▶ Supplied data:

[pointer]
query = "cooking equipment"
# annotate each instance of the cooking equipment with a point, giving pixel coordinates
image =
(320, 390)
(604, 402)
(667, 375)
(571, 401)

▶ Task brief:
Show the lines above that have the word "cooking".

▶ Answer to this exercise:
query = "cooking equipment"
# annotate each instance of the cooking equipment with a point, giving pixel coordinates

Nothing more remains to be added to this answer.